Start of Text
I’ve written in previous posts about creating value in a practice prior to a planned sale. What about the other side of the equation, important items from the perspective of the buyer? Careful consideration of the pertinent details can avoid a painful situation, both financially and emotionally. Here are several factors to consider:
Transferability
When you are purchasing a practice, you are essentially buying the income stream from the practice, along with the physical items, the infrastructure and the intangibles. The equipment is not going to go anywhere, but the seller cannot guarantee that the patient wil remain yours after the sale. Some attrition is normal, the question is how can me make that as small as possible?
- How well do the patients know you and vice versa? If you purchase the practice without being there for an extended period of time with the selling doctor, the likelihood is that your attrition rate will be quite high, no matter how talented you are. How to minimize? Work as an associate in the practice for as long as mutually agreeable with a purchase and sale agreement in place so both sides are committed to the sale. 3-6 months would give good exposure to the majority of active and returning patients.
- How closely are your practice styles and methods overlapped? Patients in general are not excited about dumping techniques that have worked for them and are familiar, no matter what other methods you may have to offer. Instrument based adjusting methods re the easiest to replicate, but manual methods are amenable to this as well. The minimum you, as a buyer, should possess is a good working knowledge of the practice style your are purchasing, and be able to closely replicate the selling doctor’s practice styles.
- What is the age distribution of the patient population? If the selling doctor is treating primarily older patients that have been with the practice for years or decades, they may not accept a younger doctor as easily, and they may not be available for care, for reasons you can easily imagine!
Commitment
- When you are purchasing a practice, you are making a time, energy and money commitment to the location. What is holding you in that location? Family? Recreation? Schools? Economics or opportunity? Practices are not portable, and successful ones become embedded in the local community. Can you commit to the community?
- If this will be your first time with full operational responsibilities, how committed are you to becoming a great manager? The size, profitability and general friction/stress level of your practice will be closely correlated to your managerial abilities, sometimes more than your clinical abilities, sadly.
End of Text
Start of Supplied information
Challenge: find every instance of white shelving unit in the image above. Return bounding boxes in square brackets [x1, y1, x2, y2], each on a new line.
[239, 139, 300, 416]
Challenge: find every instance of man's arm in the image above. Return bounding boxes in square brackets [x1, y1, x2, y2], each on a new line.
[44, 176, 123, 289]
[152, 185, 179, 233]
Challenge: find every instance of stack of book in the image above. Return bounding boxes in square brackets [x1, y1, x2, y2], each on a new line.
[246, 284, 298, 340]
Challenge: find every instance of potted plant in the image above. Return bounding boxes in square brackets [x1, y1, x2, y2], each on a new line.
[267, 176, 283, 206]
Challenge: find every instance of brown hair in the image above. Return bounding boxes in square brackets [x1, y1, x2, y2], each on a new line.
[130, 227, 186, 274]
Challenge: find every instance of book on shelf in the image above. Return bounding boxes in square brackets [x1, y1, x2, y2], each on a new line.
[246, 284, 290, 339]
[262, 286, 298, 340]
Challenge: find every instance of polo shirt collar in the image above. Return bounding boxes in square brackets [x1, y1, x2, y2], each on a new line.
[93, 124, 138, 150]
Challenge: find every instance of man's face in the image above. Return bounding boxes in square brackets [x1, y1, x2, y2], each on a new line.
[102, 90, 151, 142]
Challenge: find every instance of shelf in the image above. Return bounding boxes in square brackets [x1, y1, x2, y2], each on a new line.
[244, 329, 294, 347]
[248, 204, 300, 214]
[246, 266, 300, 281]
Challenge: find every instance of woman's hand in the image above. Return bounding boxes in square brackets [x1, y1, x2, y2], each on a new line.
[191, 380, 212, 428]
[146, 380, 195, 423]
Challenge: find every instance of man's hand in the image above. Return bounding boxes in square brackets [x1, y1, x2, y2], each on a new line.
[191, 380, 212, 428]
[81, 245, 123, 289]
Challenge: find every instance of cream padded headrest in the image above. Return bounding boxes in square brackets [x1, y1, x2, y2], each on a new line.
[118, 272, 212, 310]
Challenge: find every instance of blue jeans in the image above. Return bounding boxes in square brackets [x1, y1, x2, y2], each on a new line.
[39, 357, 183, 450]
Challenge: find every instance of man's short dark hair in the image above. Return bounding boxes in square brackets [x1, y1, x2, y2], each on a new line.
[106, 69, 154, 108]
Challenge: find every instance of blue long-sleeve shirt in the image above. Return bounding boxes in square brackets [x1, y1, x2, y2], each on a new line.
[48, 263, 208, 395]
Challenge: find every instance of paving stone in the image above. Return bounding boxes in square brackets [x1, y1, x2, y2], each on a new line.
End of Supplied information
Start of Supplied information
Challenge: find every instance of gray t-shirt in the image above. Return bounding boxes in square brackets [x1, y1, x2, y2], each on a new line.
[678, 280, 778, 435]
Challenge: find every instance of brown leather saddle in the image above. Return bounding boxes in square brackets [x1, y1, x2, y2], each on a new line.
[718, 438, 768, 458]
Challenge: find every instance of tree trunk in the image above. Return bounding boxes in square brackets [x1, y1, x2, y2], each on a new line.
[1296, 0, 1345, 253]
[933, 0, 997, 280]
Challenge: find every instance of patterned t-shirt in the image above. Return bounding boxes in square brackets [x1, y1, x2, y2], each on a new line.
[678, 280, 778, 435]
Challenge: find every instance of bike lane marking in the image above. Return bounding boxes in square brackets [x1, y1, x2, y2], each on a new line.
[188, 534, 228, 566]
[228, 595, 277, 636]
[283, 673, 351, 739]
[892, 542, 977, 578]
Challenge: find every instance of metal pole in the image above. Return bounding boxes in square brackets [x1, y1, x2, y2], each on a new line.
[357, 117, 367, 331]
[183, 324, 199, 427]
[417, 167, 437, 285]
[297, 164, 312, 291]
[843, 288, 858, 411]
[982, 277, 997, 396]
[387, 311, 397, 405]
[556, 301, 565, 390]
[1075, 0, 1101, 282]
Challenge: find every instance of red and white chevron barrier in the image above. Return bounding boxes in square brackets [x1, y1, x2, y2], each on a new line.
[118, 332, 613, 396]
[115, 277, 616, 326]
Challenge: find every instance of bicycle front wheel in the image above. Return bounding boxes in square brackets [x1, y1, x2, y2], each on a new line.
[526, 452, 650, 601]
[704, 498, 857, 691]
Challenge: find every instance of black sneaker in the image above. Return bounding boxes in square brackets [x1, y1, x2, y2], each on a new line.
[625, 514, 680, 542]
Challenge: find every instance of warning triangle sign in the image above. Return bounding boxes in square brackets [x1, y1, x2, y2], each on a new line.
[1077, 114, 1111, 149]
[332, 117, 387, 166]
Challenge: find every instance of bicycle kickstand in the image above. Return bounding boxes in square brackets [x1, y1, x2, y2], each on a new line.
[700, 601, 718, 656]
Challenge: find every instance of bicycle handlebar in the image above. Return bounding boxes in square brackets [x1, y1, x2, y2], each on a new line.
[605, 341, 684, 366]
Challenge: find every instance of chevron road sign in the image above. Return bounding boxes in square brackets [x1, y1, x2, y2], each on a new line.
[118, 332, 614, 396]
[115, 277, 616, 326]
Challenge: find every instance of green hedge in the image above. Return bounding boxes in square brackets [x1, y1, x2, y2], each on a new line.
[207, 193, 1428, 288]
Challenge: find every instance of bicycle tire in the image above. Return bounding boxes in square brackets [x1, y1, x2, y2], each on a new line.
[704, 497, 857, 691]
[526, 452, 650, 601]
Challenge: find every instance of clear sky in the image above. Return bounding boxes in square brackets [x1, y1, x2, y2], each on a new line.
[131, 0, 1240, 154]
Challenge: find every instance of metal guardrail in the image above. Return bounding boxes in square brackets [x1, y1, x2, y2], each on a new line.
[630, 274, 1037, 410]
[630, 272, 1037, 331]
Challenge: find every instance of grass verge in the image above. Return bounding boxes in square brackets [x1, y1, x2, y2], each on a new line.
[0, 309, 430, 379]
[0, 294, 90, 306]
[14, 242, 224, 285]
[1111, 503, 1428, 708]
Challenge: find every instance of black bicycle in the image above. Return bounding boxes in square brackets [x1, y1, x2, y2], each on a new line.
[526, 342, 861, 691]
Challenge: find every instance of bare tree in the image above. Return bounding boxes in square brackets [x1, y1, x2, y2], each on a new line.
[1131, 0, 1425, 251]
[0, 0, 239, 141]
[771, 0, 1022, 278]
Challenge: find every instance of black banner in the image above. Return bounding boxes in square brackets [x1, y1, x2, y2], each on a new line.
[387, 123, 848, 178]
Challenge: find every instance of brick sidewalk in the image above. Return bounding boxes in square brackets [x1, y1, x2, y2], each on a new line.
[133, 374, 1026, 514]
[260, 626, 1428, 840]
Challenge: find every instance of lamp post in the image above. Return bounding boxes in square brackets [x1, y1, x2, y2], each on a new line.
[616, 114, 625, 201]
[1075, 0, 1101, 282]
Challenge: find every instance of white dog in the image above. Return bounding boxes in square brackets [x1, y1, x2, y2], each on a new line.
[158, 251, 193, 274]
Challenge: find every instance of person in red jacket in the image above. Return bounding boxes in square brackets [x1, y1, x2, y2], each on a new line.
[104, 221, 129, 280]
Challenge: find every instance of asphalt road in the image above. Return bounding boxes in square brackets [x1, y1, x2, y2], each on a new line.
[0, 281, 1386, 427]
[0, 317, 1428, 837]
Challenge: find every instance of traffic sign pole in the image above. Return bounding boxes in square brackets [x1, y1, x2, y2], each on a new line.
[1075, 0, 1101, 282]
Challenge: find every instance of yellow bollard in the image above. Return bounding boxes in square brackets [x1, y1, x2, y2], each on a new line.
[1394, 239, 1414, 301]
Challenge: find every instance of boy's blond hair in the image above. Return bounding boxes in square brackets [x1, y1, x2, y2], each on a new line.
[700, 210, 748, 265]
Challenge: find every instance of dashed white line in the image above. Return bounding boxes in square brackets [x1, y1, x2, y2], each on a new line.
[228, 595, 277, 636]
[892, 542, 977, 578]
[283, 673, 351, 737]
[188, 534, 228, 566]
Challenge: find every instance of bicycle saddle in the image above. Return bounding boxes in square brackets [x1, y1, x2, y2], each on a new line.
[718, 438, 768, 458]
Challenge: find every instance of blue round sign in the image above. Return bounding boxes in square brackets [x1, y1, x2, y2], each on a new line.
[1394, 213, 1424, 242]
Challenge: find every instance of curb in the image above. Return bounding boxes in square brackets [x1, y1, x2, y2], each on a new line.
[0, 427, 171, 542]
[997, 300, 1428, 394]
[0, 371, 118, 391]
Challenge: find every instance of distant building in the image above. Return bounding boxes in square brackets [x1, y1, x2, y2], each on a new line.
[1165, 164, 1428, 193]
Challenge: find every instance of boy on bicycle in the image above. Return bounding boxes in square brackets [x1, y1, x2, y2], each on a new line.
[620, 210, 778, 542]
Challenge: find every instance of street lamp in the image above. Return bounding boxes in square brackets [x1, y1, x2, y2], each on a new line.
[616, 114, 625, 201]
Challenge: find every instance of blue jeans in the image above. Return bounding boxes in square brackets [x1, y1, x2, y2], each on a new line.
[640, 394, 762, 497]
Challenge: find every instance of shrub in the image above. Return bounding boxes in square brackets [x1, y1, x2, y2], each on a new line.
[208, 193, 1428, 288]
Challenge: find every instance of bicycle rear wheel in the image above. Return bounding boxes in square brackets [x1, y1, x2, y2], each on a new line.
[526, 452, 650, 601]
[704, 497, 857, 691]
End of Supplied information
- _Required action_:
Continue the post on what a buyer should weigh when purchasing a practice, starting right after its final sentence.

- _Answer section_:
- What is your level of competing commitments? What else are you committed to, for better or worse, that is going to take your time and energy away from practice development, streamlining and growth?
Finances
- Practice valuation is not a precise science, but there are generally recognized guidelines and industry norms. As a buyer, you should be able to understand how a practice valuation was arrived at without having a doctoral degree in mathematics.
- Practice price is not the same, necessarily as value. There are generally three price levels for a practice: when the seller has to sell, when he will sell, and when he does not want to sell. These steps escalate the price, regardless of the value. Ideally, the value and the price will be close, but this is not always the case.
- Terms of a sale can sometimes be more important then the price. Who is carrying the debt? Is it the selling doctor or a financial institution? Is it shared? How long does the agreement last? What is the interest rate?
- Borrowing capacity is a crucial step, no matter who is carrying the note. Your borrowing capacity is determined in part by your historical income, your other debts and your credit score, which should reflect how reliable you are. A conference with a commercial lender, particularly a SBA lender will give you some guidelines about the piece of information.
Buying a practice is a very large, life-pathway caliber decision. It’s a reversible decision only with additional expense and, probably, pain. How to minimize risks? Do your homework, verify, and get counsel from other professionals who have a greater sample size than you do. Try to gauge the risk aversion characteristics of your advisers, because it will ultimately be your decision, for better or worse, not theirs.